• EXERCISE AIM
Please show each line of the material below that contains the word "roof".

• RECORDS PROVIDED

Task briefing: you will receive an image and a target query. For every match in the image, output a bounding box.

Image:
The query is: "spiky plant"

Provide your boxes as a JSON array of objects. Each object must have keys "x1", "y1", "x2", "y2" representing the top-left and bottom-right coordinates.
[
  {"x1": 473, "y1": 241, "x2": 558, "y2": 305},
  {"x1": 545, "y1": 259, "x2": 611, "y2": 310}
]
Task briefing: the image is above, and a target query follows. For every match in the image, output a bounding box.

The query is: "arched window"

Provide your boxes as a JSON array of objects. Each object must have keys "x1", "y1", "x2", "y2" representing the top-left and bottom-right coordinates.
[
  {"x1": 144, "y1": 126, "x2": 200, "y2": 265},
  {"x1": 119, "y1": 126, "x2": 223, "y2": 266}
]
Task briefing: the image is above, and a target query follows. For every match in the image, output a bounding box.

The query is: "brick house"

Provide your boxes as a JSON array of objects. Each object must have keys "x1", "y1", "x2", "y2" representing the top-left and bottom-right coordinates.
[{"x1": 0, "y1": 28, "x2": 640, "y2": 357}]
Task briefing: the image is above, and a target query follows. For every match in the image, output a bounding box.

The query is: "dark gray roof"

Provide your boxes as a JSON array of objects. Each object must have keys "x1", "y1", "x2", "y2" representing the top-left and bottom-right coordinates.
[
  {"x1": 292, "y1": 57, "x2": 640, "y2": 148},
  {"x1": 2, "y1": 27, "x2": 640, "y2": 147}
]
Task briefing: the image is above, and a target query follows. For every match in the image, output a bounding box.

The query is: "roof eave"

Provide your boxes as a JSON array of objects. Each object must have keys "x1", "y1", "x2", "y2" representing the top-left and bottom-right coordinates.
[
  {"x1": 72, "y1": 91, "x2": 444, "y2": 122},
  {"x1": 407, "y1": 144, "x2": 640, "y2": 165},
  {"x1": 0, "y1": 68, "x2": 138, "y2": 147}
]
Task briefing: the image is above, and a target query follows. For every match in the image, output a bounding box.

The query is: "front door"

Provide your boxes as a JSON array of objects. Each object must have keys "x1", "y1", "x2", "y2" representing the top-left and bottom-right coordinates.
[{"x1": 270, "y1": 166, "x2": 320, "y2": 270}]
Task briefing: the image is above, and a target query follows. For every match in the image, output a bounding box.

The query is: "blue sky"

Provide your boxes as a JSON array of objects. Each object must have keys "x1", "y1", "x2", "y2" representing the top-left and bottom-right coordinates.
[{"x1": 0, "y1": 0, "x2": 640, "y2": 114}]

• RESULT
The query is: "dark gray roof"
The query is: "roof eave"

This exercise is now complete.